▶ EXERCISE A: Decide whether each statement below agrees with the article on the Pussy Riot verdict, answering yes or no and quoting the text's deciding words: (i) the human rights council's recommendations are binding; (ii) the three women filed an appeal of the verdict on Monday; (iii) Lady Gaga's concert in St. Petersburg is scheduled for December.
▶ EXERCISE B: Duplicate the stretch of the article on the Pussy Riot verdict from "Meanwhile, one of the" through "arrests on Tuesday tonight.".

▶ PROVIDED PASSAGE:
---

Presidential Human Rights Council chairman Mikhail Fedotov, far right, at a meeting with President Vladimir Putin, center, in July.

The Kremlin human rights council has questioned the guilty verdict and two-year prison sentences given to three members of punk provocateurs Pussy Riot.

The council said in a statement late Tuesday that "criminal law was used to deal with actions that entail administrative liability only" in the case. Members also questioned why the court did not impose suspended sentences on two of the three women who have small children.

Council members expressed dismay over the decision to keep Nadezhda Tolokonnikova, Maria Alyokhina and Yekaterina Samutsevich handcuffed in a bullet-proof glass cage during the  of the verdict.

"We are confident that civil society has the right to demand that Russian justice be governed by truth and mercy," the council said.

The council is an independent advisory body appointed by the president, and its recommendations are not binding. All of its members were appointed under former President Dmitry Medvedev.

The Pussy Riot musicians were found guilty of hooliganism motivated by religious hatred earlier this month after performing a "punk prayer" against Putin in Moscow's Christ the Savior Cathedral.

The women on Monday filed an appeal of the verdict, which is expected to be heard within the following 10 days.

Meanwhile, one of the band's most high-profile supporters, Madonna, told a concert of 20,000 people in Philadelphia about the Pussy Riot arrests on Tuesday tonight.

"Never forget how lucky you are to live where you live and to have the freedom that you have," said Madonna, who performed in Moscow and St. Petersburg this month.

She also said that about 80 gay men were jailed in St. Petersburg because of their sexual orientation. It was not clear what arrests she was referring to.

Madonna told the crowd that the arrests were unfair, and they booed in her support. Then the 53-year-old told the U.S. audience: "Don't get fat and lazy and take that freedom for granted."

(AP, MT)

The author of St. Petersburg’s anti-gay law, Vitaly Milonov, expressed concern over an upcoming December concert of Lady Gaga in the city, calling her "a hooligan."



"When reckless football fans come to the city, the authorities watch them carefully. This [Lady Gaga] is a hooligan of a different type — a business hooligan," Milonov told Interfax on Wednesday. "And I want the concert organizers to issue an official warning saying that minors must not be allowed to attend the show.”

---

▶ GIVEN INFORMATION:
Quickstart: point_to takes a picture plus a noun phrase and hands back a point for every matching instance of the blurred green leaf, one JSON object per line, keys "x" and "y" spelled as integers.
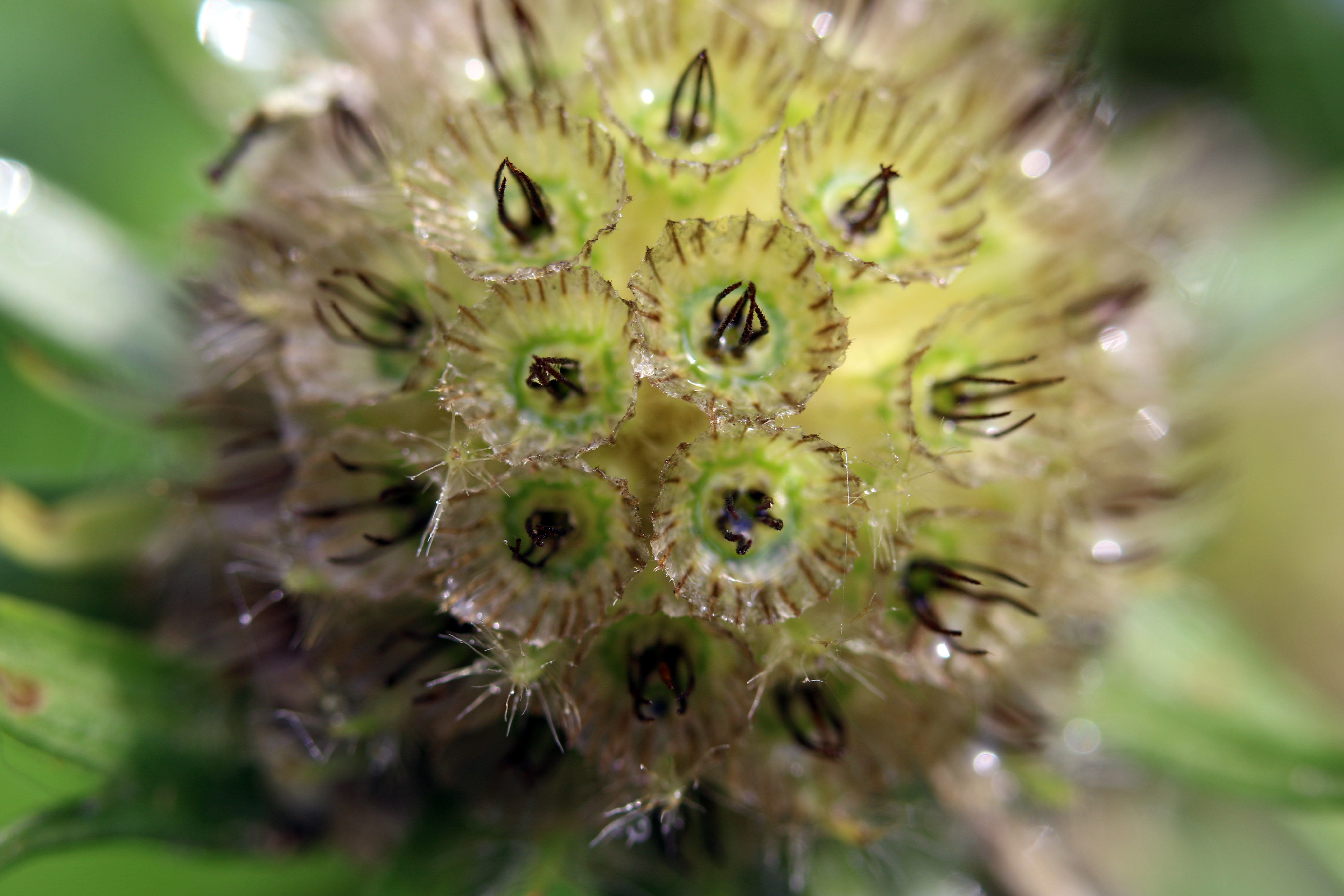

---

▶ EXERCISE RESULT A:
(i) No: "its recommendations are not binding."
(ii) Yes: "The women on Monday filed an appeal of the verdict"
(iii) Yes: "an upcoming December concert of Lady Gaga in the city"

▶ EXERCISE RESULT B:
Meanwhile, one of the band's most high-profile supporters, Madonna, told a concert of 20,000 people in Philadelphia about the Pussy Riot arrests on Tuesday tonight.